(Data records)

____________

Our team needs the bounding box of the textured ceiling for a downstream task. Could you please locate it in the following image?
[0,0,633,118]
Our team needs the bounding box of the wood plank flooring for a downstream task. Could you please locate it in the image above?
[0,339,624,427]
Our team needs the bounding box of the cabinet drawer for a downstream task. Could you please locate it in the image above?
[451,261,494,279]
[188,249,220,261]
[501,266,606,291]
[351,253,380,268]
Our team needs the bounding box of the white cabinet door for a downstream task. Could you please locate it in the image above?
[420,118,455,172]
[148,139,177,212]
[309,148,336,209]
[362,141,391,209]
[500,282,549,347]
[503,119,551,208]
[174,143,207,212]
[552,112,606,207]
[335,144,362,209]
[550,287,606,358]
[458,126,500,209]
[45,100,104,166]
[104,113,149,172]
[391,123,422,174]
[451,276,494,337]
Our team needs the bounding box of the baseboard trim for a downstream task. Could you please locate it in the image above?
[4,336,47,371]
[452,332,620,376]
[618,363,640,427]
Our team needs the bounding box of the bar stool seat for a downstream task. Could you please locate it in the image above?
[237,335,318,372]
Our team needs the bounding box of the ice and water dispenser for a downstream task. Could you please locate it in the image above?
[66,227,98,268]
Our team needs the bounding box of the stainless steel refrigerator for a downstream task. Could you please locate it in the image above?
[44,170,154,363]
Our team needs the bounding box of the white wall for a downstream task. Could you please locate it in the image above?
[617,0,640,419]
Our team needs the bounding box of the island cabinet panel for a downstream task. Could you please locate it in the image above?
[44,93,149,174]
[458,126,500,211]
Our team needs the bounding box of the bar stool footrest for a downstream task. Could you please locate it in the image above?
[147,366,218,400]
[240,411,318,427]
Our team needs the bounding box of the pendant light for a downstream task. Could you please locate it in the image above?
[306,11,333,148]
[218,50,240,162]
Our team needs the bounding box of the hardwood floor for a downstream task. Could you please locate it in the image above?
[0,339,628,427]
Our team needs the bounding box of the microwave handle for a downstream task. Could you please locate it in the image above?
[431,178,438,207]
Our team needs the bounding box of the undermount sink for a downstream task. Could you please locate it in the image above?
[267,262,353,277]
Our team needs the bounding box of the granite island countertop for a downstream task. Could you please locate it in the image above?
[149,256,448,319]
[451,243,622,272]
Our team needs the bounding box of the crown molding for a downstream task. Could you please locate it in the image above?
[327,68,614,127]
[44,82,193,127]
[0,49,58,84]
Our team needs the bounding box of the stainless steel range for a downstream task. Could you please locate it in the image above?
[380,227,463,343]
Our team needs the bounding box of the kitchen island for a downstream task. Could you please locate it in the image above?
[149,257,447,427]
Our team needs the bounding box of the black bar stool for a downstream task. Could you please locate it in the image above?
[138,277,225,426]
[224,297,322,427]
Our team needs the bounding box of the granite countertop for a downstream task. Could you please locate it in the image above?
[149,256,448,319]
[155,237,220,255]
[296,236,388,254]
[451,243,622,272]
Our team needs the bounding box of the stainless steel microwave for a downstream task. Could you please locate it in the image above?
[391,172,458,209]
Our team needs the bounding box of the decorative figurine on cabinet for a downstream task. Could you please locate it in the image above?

____________

WRITTEN TASK: Convert the rows above into a numbered list, omitting any blank lines.

RESULT:
1. Our team needs the bounding box of the textured ceiling for a downstream task. Could you please locate it in the following image?
2. [0,0,633,118]
3. Our team needs the bounding box of the wood plank flooring for a downstream task. Could you please locate it in the image above?
4. [0,339,624,427]
5. Our team needs the bounding box of the cabinet drawer for a downstream task. Could you please locate it in the image above?
6. [451,261,494,279]
7. [188,249,220,261]
8. [501,266,606,291]
9. [351,253,380,268]
10. Our team needs the bounding box of the white cabinet door for a downstream task. Could you please locate it in the image above?
11. [420,118,455,172]
12. [148,139,177,212]
13. [309,148,336,209]
14. [362,141,391,209]
15. [500,282,549,347]
16. [503,119,551,208]
17. [174,143,207,212]
18. [552,112,606,207]
19. [335,144,362,209]
20. [550,287,606,358]
21. [458,126,500,209]
22. [45,100,104,166]
23. [104,113,149,172]
24. [391,123,422,174]
25. [451,276,494,337]
26. Our team needs the bounding box of the baseboard trim for a downstream task. Could you please locate it in the image above?
27. [4,336,47,371]
28. [452,332,620,376]
29. [618,363,640,427]
30. Our team needs the bounding box of the bar stool seat for a downstream task. Could you please locate it in the image above?
31. [237,335,318,372]
32. Our team needs the bounding box of the ice and water dispenser for a downstream task. Could you please locate it in the image above?
33. [66,227,98,268]
34. Our team needs the bounding box of the stainless steel refrigerator for a downstream task. Could you please locate it in the image above?
35. [44,170,154,363]
36. Our team needs the bounding box of the white wall for a downstream task. Could you please locate it in the image above?
37. [617,0,640,419]
38. Our team needs the bounding box of the island cabinet panel for a downstream task. Could you please locate it in the image above?
39. [44,93,149,174]
40. [458,126,500,211]
41. Our team needs the bounding box of the bar stool footrest for a downstream task. Could you please locate it in the image above?
42. [147,366,218,400]
43. [240,411,318,427]
44. Our team needs the bounding box of the pendant light for a downstream task. Could you please locate it in the image above?
45. [306,11,333,148]
46. [218,50,240,162]
47. Our team needs the bounding box of the hardwood floor for a downstream task. Could you please locate it in the image above?
48. [0,339,628,427]
49. Our team needs the bounding box of the microwave handle for a downstream task. Could you please locate it in the image above?
50. [431,178,438,207]
51. Our team needs the bounding box of the undermount sink for a downstream task. Could you please locate it in the image above?
52. [267,262,353,277]
53. Our team needs the bounding box of the granite island countertop for a downstream task. Could you please locate it in the image above?
54. [149,256,448,319]
55. [451,243,622,272]
56. Our team needs the bounding box of the crown molding for a downstream task. Could you please locate it in the image above?
57. [327,68,614,127]
58. [44,82,193,127]
59. [0,49,58,84]
60. Our team needs the bounding box of the stainless steel range for a downstream task. Could you please locate it in the image above?
61. [380,227,463,343]
62. Our team needs the bounding box of the kitchen island for a downstream task. Could you please locate it in the image above?
63. [149,257,447,427]
64. Our team needs the bounding box of the black bar stool for a downstream task. Could you please locate it in the image above?
65. [138,277,225,426]
66. [224,297,322,427]
67. Our team needs the bounding box of the granite countertop for a downstream task. Could you please locate it in the image above?
68. [149,256,448,319]
69. [155,237,220,255]
70. [296,236,388,254]
71. [451,243,622,272]
72. Our team needs the bounding box of the stainless steel microwave for a downstream task. Could you please locate it in the image above?
73. [391,172,458,209]
74. Our team needs the bounding box of the decorative figurine on cabinet for a downstream task. Could you please locate it in the image above?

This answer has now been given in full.